• **What to do**: Locate every line in the data that contains the word "yellow" and copy those lines out. Treat uppercase and lowercase letters as different when matching.

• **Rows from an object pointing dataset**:
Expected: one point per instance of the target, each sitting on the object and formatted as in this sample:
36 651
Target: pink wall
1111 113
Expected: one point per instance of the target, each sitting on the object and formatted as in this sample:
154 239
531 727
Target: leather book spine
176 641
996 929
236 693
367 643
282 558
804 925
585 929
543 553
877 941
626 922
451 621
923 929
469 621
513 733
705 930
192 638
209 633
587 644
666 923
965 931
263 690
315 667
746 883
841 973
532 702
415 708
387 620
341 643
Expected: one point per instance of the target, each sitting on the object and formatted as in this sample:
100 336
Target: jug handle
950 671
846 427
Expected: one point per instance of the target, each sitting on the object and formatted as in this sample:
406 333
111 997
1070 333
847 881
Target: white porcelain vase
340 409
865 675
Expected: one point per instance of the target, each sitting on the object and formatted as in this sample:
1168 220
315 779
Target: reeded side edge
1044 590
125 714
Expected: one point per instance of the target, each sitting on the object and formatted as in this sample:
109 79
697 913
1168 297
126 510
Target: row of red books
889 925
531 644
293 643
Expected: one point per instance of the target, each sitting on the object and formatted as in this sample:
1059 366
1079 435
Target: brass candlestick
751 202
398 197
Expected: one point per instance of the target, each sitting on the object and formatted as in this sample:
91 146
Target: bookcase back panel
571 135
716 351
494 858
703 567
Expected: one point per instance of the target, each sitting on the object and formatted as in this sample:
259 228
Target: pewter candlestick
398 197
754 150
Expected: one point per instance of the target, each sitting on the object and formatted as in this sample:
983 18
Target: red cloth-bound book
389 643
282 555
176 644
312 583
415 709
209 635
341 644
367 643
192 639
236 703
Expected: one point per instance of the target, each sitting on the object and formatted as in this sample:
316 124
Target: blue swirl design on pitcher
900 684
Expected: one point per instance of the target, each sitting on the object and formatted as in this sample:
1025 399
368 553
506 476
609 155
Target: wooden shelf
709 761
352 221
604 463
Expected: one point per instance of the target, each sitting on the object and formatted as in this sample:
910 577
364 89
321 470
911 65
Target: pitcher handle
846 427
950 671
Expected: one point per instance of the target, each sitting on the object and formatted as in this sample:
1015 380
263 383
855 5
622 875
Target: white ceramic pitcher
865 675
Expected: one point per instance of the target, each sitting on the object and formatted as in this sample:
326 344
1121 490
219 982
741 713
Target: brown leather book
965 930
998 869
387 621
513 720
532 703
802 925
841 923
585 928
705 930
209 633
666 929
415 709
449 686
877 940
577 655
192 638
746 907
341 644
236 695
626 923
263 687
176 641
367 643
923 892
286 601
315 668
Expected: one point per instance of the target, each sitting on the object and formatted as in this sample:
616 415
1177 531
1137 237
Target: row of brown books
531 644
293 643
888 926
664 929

==

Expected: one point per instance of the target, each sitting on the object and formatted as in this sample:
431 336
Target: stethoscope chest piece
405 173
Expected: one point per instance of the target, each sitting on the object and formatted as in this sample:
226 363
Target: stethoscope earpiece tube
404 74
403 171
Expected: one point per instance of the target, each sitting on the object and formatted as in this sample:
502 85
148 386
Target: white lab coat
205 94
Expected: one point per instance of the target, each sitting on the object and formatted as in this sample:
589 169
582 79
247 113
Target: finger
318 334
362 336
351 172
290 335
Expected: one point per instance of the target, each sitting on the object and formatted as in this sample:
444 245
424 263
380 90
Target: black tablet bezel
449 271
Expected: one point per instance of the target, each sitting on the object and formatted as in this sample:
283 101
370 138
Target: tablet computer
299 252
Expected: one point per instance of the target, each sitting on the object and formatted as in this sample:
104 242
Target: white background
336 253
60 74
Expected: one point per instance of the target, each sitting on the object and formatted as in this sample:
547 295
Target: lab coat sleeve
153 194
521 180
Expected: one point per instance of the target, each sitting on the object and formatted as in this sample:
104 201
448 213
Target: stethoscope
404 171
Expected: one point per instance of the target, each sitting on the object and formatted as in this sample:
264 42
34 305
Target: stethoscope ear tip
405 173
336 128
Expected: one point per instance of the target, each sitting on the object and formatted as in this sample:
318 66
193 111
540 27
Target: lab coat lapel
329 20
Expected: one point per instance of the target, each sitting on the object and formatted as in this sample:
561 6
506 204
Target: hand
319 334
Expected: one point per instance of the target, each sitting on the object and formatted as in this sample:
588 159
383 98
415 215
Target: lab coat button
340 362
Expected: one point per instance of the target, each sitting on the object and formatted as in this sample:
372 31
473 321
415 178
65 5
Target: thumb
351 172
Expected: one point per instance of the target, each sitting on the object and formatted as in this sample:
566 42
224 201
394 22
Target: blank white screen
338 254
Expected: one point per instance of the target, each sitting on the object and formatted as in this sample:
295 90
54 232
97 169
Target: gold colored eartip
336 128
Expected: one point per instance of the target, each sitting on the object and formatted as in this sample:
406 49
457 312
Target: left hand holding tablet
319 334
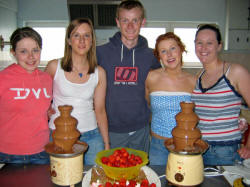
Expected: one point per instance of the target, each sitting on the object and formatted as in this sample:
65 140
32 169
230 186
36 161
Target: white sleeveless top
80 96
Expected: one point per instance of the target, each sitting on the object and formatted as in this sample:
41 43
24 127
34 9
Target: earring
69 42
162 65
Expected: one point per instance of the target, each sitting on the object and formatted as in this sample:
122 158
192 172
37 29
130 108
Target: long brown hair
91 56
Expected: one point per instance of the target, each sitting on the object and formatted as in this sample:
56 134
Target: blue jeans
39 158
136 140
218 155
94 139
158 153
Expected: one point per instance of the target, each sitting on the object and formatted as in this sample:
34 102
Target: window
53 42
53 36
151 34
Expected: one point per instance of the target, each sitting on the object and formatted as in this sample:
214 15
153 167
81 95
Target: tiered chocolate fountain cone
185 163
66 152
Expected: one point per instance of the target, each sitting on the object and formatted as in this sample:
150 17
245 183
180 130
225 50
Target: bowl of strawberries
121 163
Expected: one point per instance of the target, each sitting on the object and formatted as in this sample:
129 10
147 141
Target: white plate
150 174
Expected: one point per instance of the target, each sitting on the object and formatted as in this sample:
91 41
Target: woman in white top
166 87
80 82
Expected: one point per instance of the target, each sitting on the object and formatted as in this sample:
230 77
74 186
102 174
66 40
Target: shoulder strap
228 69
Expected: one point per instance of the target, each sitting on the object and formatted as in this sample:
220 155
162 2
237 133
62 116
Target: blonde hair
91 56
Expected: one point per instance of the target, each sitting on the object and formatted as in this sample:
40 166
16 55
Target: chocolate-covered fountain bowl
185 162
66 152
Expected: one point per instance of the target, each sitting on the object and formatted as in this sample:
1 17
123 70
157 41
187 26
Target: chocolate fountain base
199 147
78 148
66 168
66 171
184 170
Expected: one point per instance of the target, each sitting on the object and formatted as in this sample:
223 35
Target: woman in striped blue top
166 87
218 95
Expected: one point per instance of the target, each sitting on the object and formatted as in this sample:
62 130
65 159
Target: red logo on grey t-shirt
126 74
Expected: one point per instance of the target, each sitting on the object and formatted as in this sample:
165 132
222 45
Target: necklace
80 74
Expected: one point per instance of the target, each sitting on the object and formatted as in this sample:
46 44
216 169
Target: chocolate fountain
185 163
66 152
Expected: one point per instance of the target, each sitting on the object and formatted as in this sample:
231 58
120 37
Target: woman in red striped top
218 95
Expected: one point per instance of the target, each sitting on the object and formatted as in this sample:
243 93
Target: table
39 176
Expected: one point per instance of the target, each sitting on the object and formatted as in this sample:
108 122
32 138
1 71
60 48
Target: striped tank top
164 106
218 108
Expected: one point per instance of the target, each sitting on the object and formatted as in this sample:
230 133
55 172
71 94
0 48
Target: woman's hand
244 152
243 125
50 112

...

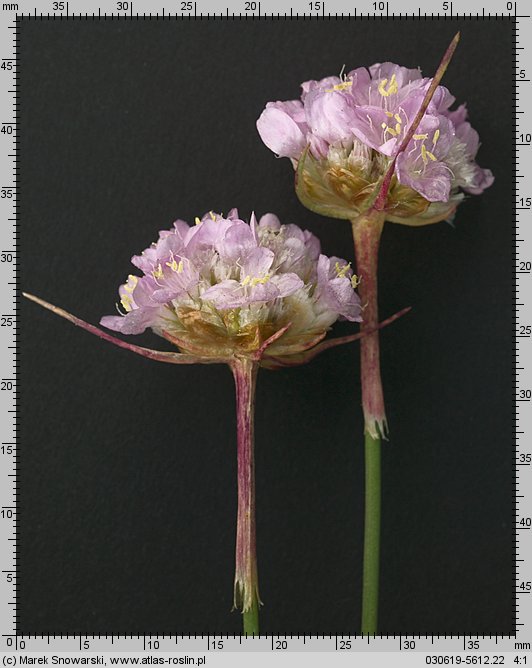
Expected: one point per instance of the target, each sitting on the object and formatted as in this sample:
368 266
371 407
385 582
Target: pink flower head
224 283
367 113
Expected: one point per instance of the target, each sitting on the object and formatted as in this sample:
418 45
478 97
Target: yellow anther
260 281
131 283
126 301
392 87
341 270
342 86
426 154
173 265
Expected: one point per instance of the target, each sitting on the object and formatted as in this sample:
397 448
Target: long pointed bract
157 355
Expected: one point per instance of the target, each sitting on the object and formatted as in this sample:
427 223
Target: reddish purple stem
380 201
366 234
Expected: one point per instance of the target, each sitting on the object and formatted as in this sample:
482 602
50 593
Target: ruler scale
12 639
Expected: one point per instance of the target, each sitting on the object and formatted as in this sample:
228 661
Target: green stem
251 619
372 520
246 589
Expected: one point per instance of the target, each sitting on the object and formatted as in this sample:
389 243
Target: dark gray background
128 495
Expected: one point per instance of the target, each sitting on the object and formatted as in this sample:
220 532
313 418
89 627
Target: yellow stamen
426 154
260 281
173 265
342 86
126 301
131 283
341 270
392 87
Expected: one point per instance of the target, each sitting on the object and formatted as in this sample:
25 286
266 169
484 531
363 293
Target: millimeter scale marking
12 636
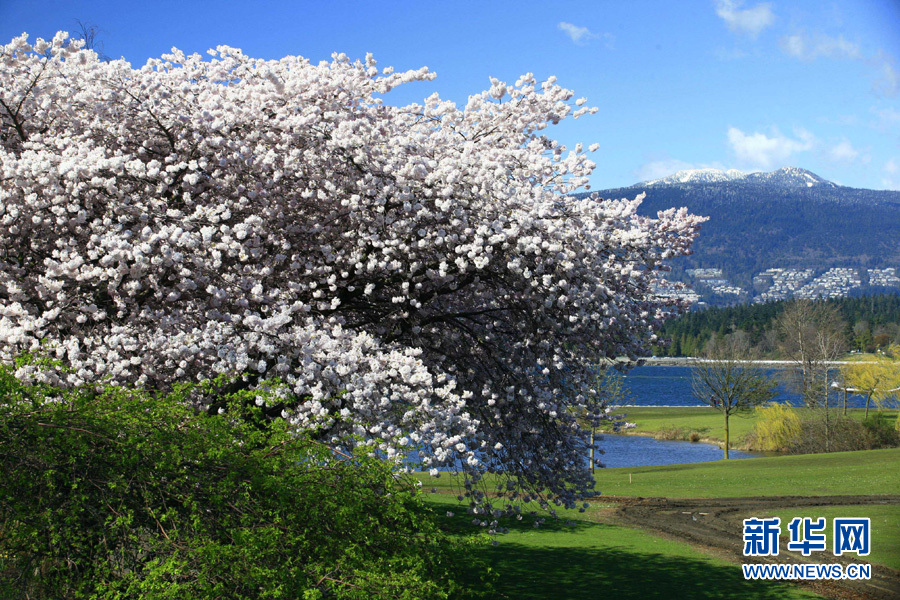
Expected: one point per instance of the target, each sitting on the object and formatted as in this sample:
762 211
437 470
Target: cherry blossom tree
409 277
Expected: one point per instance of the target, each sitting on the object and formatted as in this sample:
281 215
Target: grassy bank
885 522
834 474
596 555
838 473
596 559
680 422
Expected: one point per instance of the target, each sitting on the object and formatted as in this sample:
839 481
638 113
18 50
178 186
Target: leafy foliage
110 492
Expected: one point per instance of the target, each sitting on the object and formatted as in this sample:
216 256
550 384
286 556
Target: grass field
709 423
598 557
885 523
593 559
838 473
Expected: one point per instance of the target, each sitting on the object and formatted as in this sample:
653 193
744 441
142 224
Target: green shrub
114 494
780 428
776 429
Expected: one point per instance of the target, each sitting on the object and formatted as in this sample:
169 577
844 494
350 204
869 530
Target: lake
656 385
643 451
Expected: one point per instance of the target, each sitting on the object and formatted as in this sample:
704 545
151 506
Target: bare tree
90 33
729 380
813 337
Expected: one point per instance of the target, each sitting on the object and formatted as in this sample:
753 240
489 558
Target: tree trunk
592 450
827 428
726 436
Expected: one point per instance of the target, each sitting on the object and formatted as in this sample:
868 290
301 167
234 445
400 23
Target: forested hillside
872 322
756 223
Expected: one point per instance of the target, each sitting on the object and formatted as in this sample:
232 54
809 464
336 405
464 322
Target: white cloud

• **Response to the exercise**:
Target: yellow anther
Target: yellow stamen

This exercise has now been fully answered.